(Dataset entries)

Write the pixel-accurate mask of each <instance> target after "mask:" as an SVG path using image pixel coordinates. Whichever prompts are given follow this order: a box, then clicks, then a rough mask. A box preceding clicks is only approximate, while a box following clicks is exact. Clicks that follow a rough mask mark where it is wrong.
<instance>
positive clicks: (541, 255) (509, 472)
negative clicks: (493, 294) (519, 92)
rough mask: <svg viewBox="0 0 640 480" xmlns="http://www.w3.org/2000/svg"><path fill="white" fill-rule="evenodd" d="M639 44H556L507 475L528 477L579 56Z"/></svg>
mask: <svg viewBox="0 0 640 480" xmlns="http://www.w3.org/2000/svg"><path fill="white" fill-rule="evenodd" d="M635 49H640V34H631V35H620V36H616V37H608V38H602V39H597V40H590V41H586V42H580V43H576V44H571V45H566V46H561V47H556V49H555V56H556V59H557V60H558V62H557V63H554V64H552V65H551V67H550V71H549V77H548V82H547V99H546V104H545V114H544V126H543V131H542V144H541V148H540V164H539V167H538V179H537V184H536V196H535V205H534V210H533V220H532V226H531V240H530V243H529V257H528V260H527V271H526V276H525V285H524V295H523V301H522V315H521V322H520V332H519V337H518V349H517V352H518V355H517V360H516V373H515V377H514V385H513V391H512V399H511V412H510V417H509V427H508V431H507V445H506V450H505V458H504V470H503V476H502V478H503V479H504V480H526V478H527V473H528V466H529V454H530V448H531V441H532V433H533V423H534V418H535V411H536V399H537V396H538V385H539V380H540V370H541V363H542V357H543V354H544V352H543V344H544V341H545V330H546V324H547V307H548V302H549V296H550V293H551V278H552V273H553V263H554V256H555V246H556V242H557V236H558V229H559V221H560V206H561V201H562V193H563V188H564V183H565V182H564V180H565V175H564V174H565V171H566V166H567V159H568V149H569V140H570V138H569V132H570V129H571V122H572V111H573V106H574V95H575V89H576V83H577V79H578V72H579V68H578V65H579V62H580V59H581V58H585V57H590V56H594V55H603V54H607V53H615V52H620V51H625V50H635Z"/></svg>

* * *

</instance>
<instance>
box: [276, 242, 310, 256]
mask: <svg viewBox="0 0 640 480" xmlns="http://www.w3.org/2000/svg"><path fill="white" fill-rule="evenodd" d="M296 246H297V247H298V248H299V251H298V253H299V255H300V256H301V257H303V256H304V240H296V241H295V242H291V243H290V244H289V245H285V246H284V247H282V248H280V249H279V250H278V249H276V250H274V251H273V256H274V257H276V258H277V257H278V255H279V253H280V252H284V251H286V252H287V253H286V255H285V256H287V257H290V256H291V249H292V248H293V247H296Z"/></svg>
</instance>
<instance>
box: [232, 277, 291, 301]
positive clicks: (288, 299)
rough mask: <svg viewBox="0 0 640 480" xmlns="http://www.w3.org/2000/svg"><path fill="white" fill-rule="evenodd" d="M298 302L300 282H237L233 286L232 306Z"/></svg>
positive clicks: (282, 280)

Work request ▸
Copy the stretch from the line containing "Write the pixel-accurate" through the line containing "44H556L507 475L528 477L579", reproducing every line without any change.

Task answer ▸
Write the pixel-accurate mask of each <instance> target after "mask:" as an SVG path using image pixel coordinates. Whichever prompts are given follow this order: a box, then clicks, then a rough mask. A box preceding clicks is only approximate, while a box following clicks is exact. Clicks that follow a rough mask mark where it is wrong.
<instance>
positive clicks: (541, 255) (509, 472)
negative clicks: (493, 294) (519, 92)
rough mask: <svg viewBox="0 0 640 480" xmlns="http://www.w3.org/2000/svg"><path fill="white" fill-rule="evenodd" d="M639 44H556L507 475L528 477L579 56Z"/></svg>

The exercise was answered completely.